== PASSAGE FOR REVIEW ==

<<<<

Pacha: No, no, no. It's-It's okay. This-This is all right. We can figure this out.
[The log starts to break in two]
Kuzco: I hate you.
[The log breaks sending them plummeting to the ground]
Pacha & Kuzco: Nooo!
[Tied to the log, they drop into a fast-flowing river, hit a number of rocks, then luckily are bounced into far calmer waters]
Kuzco: I don't know about you, but I'm getting all funned out.
Pacha: Uh-oh.
Kuzco: [resigned] Don't tell me: We're about to go over a huge waterfall.
Pacha: Yep.
Kuzco: Sharp rocks at the bottom?
Pacha: Most likely.
Kuzco: [pause] Bring it on. [yells as they go over] Boo-yaaa!
[Kuzco is washing his mouth out with water]
Pacha: For the last time it was not a kiss.

>>>>

Stored data entries
<<<<

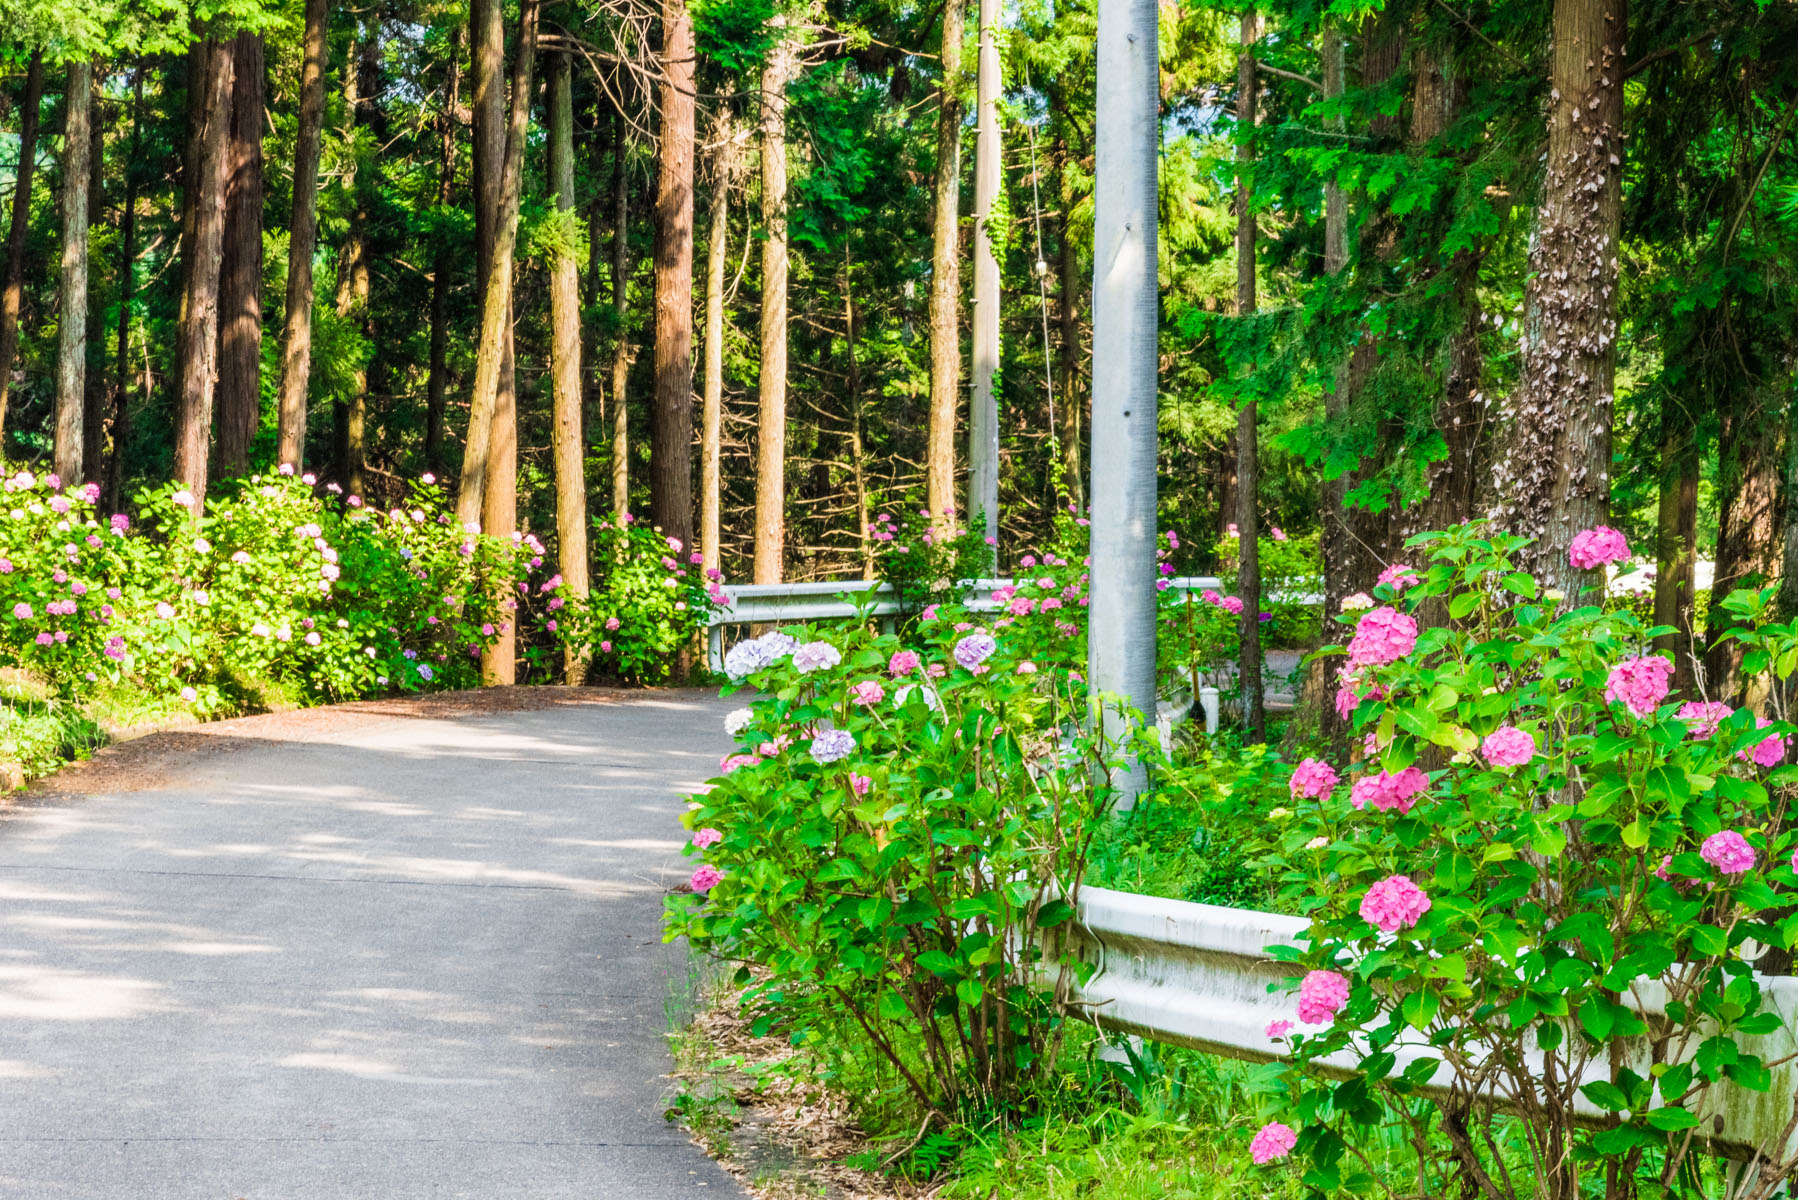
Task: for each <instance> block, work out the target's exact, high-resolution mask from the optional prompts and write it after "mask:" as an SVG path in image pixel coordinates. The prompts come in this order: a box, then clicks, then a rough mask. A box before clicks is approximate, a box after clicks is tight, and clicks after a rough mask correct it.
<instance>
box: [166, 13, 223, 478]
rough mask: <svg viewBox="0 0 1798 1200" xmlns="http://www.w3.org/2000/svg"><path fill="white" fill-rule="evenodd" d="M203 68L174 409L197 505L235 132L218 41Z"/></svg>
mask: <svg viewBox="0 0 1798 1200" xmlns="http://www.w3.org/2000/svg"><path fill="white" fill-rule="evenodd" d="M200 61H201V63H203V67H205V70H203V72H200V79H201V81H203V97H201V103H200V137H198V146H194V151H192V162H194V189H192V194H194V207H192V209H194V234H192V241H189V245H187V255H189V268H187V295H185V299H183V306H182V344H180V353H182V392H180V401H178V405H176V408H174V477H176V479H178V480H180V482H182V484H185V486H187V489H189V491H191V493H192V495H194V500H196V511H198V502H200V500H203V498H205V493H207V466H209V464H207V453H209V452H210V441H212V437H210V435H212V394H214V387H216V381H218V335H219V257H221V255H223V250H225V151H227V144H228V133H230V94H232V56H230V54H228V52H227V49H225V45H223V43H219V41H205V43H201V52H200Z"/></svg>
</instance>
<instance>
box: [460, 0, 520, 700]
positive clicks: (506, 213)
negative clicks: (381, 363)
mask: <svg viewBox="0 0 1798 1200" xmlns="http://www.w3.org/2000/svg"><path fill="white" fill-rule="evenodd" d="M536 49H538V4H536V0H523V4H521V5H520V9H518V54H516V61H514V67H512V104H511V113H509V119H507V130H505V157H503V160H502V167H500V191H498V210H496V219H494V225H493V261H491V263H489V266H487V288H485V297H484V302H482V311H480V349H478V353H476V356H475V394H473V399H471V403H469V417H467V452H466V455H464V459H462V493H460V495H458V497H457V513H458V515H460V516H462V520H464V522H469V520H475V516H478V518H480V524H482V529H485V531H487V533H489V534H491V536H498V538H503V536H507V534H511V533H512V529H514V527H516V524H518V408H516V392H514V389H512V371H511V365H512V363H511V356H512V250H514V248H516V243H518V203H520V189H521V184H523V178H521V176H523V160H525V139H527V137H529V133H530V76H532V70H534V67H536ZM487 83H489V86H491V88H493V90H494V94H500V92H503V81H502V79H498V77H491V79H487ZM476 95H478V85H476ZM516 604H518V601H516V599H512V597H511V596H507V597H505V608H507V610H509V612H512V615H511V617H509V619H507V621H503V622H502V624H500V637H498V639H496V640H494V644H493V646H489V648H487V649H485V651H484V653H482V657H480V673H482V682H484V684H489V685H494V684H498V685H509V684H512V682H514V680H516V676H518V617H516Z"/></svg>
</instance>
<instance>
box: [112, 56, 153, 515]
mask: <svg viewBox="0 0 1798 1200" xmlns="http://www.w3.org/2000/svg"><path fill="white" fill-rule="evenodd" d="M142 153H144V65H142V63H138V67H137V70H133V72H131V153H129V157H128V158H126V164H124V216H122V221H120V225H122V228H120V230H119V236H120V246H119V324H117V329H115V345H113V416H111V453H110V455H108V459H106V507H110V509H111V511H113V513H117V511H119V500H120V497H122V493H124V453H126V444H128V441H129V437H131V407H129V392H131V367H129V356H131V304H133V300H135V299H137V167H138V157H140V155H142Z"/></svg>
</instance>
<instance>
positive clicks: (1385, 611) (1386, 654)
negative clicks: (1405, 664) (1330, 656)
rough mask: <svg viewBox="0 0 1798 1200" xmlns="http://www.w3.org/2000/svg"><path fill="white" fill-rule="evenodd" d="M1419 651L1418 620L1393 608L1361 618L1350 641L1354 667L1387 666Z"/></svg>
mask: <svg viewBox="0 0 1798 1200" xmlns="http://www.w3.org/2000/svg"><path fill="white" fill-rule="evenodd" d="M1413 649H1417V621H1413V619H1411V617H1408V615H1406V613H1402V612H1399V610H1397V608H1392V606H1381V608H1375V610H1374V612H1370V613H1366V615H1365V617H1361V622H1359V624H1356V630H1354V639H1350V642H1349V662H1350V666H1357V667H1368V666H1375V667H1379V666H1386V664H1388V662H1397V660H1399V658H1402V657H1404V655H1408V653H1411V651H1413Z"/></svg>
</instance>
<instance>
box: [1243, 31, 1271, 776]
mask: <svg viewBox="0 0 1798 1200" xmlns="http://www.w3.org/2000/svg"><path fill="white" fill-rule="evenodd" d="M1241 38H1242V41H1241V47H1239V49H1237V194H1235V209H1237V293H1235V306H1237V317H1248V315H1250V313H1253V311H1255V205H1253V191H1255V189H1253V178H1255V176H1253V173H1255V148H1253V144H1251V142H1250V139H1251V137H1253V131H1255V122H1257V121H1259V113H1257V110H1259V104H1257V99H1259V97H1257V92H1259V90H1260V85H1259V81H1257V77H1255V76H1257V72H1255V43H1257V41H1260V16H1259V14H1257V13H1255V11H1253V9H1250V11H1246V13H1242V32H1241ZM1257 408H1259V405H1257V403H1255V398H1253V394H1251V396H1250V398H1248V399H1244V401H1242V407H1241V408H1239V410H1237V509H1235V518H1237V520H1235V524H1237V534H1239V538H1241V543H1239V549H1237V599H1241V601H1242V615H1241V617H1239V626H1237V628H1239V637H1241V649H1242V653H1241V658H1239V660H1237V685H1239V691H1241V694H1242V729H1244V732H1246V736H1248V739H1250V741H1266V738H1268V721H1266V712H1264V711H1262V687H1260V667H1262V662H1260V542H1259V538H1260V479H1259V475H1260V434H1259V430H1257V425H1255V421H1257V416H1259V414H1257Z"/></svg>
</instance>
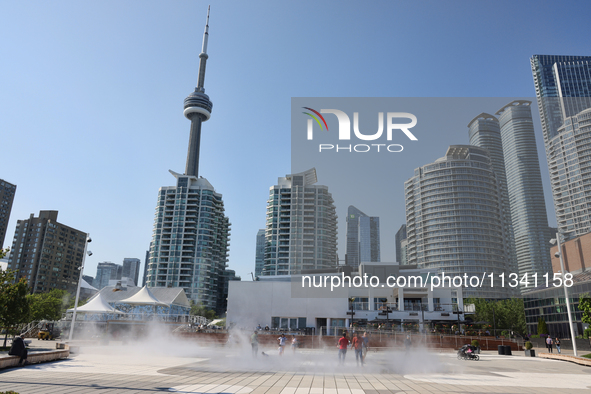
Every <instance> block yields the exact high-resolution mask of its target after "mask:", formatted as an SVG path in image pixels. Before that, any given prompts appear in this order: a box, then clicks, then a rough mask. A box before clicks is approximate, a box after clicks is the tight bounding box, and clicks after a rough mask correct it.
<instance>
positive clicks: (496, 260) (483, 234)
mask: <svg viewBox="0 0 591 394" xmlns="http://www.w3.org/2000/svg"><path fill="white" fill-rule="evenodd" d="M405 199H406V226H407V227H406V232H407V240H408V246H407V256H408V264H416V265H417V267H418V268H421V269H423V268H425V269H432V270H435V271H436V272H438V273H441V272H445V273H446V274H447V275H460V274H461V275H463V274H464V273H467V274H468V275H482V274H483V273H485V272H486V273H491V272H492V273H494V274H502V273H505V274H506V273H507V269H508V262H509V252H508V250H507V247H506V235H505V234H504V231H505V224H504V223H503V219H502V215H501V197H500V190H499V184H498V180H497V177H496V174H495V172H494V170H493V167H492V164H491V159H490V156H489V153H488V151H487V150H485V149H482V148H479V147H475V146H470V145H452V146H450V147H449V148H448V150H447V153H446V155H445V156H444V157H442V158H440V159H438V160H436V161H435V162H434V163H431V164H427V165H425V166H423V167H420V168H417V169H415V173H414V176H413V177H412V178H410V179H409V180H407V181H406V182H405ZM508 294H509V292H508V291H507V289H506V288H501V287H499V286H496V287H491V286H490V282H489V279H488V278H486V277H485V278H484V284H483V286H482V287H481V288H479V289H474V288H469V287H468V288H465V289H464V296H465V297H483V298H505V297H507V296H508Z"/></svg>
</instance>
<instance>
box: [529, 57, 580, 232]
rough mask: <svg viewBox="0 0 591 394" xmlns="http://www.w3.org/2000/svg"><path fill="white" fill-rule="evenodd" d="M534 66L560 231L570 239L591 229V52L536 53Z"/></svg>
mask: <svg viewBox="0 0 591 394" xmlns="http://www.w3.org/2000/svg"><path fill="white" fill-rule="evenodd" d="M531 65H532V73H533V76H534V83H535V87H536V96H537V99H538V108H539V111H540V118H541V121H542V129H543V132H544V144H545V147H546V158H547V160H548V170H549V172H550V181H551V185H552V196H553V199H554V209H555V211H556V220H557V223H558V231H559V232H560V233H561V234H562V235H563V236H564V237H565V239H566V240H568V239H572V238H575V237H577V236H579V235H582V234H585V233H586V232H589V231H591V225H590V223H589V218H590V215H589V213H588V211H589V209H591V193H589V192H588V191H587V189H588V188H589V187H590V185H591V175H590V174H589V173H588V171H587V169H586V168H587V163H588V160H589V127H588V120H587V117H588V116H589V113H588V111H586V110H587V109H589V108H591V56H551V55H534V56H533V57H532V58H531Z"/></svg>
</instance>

>>>>

== REQUIREMENT 1 ==
Rewrite the stage direction in the script that begins "Tied to the log" as one shorter sentence, keeping its main facts.
== REQUIREMENT 2 ==
How many lines of the entries contain the string "then"? Case counts. Reply with the number alone.
The script and the entries have nothing to do with each other.

== YOUR SOLUTION 1 ==
Still tied to the log, they fall into a fast river, strike several rocks, and luckily bounce into much calmer water.

== YOUR SOLUTION 2 ==
2